=== Data provided ===
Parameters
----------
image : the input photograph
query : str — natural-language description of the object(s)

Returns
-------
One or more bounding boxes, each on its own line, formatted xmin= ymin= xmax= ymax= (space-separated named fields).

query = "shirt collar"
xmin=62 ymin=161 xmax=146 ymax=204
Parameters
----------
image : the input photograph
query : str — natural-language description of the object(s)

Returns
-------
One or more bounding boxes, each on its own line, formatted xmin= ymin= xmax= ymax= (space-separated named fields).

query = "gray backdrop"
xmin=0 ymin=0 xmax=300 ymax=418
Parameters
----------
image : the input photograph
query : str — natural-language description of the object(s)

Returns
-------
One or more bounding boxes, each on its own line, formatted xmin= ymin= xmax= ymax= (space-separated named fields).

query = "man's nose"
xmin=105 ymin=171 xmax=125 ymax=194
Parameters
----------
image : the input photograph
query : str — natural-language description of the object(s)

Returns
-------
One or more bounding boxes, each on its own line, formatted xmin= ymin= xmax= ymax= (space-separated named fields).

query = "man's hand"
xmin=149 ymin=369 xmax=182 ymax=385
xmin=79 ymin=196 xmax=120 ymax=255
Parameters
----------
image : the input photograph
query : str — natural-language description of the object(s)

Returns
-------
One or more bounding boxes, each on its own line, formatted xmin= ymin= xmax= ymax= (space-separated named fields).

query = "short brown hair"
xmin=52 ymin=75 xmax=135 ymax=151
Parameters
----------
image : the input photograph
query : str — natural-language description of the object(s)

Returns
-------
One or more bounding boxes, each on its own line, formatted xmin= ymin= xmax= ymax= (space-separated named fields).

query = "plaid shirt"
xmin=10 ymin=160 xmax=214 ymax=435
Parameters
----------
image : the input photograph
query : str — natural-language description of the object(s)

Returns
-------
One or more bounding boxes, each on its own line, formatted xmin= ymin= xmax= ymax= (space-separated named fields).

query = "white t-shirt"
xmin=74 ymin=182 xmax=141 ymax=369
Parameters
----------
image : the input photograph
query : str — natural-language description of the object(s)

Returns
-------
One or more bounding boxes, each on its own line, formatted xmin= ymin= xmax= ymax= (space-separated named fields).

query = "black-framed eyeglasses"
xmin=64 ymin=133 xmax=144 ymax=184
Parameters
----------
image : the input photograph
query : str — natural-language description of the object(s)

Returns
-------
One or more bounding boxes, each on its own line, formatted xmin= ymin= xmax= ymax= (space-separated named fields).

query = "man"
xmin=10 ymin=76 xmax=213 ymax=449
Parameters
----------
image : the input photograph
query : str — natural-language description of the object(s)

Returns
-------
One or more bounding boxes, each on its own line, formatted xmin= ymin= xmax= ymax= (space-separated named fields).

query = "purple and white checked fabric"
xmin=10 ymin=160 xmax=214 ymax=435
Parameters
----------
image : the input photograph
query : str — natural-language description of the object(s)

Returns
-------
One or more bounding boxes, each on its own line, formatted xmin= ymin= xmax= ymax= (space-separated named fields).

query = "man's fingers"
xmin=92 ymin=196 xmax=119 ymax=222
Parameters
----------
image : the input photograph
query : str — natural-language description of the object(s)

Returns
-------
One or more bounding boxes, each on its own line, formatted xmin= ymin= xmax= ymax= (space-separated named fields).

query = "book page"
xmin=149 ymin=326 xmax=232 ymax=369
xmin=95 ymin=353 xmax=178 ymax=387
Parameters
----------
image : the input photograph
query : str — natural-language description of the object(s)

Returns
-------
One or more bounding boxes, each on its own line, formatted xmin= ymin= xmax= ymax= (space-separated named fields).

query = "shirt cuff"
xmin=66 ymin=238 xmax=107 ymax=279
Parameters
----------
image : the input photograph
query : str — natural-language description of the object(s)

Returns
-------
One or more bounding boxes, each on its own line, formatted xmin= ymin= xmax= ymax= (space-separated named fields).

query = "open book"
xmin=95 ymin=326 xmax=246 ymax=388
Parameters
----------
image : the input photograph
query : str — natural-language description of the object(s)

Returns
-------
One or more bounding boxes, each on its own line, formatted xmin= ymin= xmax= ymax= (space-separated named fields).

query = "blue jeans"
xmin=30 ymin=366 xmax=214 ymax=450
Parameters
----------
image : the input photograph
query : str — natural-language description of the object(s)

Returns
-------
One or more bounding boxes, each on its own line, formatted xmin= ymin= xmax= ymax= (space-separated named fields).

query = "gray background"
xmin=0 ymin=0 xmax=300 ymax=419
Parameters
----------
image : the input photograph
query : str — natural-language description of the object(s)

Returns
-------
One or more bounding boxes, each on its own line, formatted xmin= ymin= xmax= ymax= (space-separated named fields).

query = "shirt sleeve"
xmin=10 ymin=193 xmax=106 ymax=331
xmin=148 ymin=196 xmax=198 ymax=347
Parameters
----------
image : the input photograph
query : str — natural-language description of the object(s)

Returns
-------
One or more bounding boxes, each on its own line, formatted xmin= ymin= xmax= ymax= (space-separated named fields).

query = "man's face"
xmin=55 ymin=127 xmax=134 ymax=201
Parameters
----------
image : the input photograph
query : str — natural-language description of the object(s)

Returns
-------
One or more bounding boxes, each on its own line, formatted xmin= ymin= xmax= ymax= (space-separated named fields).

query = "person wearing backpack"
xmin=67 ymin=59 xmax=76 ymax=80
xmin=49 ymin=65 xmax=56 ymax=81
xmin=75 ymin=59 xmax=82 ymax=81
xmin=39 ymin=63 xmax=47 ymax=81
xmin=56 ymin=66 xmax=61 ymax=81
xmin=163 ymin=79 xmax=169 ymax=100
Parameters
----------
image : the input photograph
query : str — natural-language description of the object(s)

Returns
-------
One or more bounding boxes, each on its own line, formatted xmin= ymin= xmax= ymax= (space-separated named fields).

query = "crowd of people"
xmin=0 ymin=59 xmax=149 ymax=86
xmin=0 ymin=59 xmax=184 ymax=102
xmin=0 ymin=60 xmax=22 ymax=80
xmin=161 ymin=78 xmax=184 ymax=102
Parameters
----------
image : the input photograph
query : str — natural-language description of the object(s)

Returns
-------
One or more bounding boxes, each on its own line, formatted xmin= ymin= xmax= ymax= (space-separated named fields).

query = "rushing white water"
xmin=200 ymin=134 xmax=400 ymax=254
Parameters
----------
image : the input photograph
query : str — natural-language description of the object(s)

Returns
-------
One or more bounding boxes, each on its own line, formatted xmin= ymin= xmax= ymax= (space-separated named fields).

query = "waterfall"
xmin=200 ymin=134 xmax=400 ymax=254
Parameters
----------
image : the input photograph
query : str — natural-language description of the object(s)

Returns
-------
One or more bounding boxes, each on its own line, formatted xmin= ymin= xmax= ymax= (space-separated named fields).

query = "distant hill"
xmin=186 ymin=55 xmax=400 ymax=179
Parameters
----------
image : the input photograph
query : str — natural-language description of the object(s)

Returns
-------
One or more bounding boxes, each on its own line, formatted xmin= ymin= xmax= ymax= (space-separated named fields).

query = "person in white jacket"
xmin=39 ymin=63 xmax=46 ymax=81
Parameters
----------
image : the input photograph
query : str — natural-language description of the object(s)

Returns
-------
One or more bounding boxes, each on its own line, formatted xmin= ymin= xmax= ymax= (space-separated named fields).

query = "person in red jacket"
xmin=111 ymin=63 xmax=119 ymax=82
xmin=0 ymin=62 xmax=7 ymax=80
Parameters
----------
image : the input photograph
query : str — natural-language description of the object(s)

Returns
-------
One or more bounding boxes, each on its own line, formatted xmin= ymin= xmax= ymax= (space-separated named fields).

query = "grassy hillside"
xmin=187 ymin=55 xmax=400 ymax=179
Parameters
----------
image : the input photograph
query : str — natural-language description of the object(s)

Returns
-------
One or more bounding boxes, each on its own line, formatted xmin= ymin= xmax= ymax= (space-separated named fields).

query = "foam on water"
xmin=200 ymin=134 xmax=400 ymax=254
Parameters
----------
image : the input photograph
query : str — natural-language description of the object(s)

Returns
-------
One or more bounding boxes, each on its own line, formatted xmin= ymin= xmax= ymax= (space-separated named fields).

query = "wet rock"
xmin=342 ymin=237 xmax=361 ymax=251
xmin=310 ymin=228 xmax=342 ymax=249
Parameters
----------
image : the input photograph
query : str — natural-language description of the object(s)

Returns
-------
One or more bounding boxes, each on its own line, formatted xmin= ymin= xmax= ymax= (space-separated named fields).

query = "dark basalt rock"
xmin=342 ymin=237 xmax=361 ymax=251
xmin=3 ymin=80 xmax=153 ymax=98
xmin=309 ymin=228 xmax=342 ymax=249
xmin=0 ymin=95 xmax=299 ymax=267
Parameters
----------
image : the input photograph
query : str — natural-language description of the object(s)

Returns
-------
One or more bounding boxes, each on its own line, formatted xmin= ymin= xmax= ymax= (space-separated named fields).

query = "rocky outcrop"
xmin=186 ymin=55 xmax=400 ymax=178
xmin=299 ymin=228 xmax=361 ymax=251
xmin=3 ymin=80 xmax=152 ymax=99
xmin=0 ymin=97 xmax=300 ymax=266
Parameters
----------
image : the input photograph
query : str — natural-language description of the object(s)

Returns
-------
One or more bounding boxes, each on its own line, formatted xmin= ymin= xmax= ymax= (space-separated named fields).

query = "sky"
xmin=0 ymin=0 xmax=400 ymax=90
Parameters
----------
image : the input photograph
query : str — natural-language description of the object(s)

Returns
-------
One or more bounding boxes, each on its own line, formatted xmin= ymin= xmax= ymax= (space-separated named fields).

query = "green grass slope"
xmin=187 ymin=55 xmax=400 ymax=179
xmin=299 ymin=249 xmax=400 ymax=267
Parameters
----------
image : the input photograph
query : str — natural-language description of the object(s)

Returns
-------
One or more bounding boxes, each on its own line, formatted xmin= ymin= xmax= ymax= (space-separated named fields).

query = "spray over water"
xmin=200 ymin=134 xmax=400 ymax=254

=== What is expected ===
Write out the records above verbatim, from their first line through the line that contains "xmin=0 ymin=0 xmax=300 ymax=418".

=== Task solution ===
Parameters
----------
image : the input photograph
query : str — natural-language description of the object(s)

Returns
-------
One or more bounding boxes, each on its own line, formatted xmin= ymin= xmax= ymax= (space-separated named fields).

query = "shirt collar"
xmin=62 ymin=161 xmax=146 ymax=204
Parameters
----------
image : the input photograph
query : str — natural-language description of the object(s)

Returns
-------
One or more bounding boxes, each on its own line, formatted xmin= ymin= xmax= ymax= (space-separated named fields).

query = "gray backdrop"
xmin=0 ymin=0 xmax=300 ymax=418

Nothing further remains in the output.